## About this task
Reproduce all entries word for word.

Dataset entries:
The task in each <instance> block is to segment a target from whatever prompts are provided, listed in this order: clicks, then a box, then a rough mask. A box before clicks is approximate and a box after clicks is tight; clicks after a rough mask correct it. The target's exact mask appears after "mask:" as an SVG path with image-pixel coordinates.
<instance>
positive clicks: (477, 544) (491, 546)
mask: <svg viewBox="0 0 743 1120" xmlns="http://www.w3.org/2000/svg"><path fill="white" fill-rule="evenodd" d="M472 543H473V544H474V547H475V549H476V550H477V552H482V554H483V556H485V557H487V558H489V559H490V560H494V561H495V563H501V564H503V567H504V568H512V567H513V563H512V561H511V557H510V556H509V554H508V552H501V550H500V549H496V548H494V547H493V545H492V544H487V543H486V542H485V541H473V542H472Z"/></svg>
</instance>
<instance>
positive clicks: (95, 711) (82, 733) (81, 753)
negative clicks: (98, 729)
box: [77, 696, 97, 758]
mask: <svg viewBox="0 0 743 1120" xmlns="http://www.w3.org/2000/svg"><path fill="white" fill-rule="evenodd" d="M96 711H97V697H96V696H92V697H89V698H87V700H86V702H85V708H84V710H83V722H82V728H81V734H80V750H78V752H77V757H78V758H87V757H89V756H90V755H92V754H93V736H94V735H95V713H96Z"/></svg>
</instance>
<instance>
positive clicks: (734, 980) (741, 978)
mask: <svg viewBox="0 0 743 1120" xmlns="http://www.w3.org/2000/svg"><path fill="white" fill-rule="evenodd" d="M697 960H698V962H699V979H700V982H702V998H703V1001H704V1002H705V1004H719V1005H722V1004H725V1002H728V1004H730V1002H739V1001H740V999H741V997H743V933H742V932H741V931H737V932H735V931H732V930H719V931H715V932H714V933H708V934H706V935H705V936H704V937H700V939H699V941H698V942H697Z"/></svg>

## Exercise solution
The task in each <instance> block is to segment a target from whatever prompts are provided, listed in this order: clicks, then a box, then a rough mask. A box before clicks is approximate and a box after clicks is tight; clicks after a rough mask correct it. The target's exact mask appears after "mask:" as an SVG path with image-pixel coordinates.
<instance>
positive clicks: (477, 544) (491, 546)
mask: <svg viewBox="0 0 743 1120" xmlns="http://www.w3.org/2000/svg"><path fill="white" fill-rule="evenodd" d="M472 543H473V544H474V547H475V549H476V550H477V552H482V554H483V556H485V557H487V558H489V559H490V560H494V561H495V563H501V564H503V567H504V568H512V567H513V563H512V561H511V557H510V556H509V554H508V552H501V550H500V549H496V548H494V547H493V545H492V544H487V543H486V542H485V541H473V542H472Z"/></svg>
</instance>
<instance>
positive clicks: (95, 711) (82, 733) (81, 753)
negative clicks: (98, 729)
box: [77, 696, 97, 758]
mask: <svg viewBox="0 0 743 1120" xmlns="http://www.w3.org/2000/svg"><path fill="white" fill-rule="evenodd" d="M96 711H97V697H96V696H92V697H89V698H87V700H86V702H85V708H84V710H83V722H82V728H81V734H80V750H78V752H77V757H78V758H87V757H89V756H90V755H92V754H93V736H94V735H95V713H96Z"/></svg>
</instance>
<instance>
positive clicks: (734, 980) (741, 978)
mask: <svg viewBox="0 0 743 1120" xmlns="http://www.w3.org/2000/svg"><path fill="white" fill-rule="evenodd" d="M697 960H698V962H699V979H700V982H702V998H703V1001H704V1002H705V1004H719V1005H722V1004H725V1002H728V1004H730V1002H739V1001H740V999H741V997H743V933H742V932H741V931H737V932H735V931H732V930H719V931H715V932H714V933H708V934H706V935H705V936H704V937H700V939H699V941H698V942H697Z"/></svg>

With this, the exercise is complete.